(Aim of the exercise):
Output exactly the lines spanning from the line containing "Target: decorative tile inlay band" to the last line of the entries, inclusive.

[Collected data]

□ □ □ □ □

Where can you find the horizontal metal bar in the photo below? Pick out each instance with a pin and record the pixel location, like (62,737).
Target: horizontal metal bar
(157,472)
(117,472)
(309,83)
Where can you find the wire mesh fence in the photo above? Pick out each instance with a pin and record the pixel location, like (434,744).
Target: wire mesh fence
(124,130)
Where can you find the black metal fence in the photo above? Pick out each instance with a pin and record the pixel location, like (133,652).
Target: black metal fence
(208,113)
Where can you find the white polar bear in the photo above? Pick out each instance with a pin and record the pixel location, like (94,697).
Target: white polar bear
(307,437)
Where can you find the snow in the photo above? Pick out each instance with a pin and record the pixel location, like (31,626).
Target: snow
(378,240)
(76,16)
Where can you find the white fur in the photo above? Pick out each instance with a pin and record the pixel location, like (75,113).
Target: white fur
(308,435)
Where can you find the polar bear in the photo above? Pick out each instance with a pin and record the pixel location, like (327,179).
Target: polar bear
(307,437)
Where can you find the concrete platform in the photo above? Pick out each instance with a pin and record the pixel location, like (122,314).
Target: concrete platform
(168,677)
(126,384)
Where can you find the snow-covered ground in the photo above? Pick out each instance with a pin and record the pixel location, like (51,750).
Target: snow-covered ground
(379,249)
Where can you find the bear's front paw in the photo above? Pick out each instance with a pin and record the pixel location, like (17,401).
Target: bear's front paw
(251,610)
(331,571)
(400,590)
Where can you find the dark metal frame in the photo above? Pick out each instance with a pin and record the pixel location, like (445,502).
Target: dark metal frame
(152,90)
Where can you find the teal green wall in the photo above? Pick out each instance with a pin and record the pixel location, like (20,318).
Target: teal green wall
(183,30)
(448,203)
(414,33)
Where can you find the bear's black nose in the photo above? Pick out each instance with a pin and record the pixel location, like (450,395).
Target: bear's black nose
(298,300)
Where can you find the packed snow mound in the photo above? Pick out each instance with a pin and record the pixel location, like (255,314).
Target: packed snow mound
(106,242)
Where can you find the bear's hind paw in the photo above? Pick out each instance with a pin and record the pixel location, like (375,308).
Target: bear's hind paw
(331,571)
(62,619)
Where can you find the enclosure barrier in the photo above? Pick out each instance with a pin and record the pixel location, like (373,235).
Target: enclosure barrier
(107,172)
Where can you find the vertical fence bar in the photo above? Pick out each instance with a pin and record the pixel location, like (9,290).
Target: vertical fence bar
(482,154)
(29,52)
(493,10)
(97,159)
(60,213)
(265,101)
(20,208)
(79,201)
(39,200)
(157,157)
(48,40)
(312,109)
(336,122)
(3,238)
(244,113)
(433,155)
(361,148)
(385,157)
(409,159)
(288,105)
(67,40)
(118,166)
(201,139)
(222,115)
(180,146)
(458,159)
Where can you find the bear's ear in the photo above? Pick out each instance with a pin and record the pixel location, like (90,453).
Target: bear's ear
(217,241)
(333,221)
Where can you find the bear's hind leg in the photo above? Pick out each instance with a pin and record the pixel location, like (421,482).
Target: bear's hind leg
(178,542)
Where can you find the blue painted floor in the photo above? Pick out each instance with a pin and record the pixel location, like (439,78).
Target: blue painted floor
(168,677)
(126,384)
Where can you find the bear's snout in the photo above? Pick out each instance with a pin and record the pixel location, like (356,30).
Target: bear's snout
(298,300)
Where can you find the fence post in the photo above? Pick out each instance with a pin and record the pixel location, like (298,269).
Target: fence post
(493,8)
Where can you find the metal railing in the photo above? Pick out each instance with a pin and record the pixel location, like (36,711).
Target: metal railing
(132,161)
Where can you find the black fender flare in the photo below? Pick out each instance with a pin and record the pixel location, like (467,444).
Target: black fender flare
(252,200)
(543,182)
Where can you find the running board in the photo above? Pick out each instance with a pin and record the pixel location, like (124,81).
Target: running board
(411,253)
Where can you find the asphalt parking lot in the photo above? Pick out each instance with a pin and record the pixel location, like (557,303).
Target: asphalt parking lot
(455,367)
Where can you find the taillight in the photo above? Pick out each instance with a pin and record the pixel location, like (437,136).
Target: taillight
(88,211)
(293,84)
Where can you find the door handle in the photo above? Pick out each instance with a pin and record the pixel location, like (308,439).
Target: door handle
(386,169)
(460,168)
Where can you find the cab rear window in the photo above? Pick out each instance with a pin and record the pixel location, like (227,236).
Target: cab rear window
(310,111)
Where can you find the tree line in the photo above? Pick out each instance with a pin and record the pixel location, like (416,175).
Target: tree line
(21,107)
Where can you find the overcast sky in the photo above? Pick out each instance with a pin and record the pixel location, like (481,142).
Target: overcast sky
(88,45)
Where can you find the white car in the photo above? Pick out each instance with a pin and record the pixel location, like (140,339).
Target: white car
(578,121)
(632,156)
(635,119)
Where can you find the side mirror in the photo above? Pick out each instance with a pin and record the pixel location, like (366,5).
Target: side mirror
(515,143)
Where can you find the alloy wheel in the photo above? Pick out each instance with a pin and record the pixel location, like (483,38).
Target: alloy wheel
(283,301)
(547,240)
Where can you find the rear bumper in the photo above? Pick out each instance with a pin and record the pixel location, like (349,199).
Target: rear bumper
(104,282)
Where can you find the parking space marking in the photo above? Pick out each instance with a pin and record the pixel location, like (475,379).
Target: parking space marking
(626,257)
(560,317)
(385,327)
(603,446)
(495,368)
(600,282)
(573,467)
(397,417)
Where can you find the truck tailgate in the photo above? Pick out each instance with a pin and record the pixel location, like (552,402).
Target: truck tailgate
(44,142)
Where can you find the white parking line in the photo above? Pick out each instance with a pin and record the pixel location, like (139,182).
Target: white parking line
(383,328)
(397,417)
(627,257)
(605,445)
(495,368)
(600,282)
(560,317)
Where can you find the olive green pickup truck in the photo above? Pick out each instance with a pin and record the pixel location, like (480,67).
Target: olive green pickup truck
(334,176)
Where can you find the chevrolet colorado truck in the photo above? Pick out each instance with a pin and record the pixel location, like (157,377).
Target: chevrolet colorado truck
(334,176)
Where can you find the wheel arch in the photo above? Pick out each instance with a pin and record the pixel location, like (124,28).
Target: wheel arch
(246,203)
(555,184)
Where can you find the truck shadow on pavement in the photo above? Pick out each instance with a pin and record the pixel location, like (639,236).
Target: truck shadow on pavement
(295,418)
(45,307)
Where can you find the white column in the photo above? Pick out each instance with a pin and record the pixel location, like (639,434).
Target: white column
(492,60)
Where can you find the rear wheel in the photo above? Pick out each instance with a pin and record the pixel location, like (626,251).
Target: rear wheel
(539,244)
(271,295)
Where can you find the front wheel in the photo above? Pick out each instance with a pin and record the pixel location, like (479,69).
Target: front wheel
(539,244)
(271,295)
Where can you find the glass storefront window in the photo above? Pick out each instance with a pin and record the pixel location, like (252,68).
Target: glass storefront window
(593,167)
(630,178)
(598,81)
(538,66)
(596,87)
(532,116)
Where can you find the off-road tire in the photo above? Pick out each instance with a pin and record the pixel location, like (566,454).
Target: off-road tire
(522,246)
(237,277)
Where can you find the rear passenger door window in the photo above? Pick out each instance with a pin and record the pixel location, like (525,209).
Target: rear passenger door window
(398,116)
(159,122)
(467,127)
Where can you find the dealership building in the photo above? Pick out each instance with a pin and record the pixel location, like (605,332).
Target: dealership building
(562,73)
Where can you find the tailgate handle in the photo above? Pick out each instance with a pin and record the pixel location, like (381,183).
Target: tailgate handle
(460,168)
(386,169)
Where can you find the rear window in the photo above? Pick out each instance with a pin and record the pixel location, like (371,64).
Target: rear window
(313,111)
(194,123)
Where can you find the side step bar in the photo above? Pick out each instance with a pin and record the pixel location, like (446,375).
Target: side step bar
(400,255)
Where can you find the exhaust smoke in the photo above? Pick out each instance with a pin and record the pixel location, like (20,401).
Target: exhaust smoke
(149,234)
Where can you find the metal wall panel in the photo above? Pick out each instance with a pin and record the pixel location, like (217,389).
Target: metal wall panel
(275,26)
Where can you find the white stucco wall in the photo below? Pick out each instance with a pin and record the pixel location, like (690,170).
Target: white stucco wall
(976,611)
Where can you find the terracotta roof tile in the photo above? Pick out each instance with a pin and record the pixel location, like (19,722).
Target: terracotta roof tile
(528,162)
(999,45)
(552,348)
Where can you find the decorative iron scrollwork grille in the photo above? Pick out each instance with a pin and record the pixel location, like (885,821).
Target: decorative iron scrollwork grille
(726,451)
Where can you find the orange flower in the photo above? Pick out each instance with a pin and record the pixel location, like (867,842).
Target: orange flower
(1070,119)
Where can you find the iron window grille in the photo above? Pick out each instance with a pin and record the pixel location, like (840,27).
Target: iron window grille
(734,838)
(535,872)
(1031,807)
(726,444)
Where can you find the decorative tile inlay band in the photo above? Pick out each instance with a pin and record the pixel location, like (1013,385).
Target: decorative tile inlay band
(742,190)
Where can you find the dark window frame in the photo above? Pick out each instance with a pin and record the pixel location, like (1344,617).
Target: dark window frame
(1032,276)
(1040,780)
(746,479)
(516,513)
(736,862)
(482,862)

□ □ □ □ □

(Solved exercise):
Target: decorative tile inlay band
(742,190)
Where can you find the dark window frame in the photo above? Pick out each instance with a pin and record the pixel location, like (1344,617).
Target: dark window frame
(1032,276)
(1040,780)
(746,479)
(516,513)
(736,862)
(482,862)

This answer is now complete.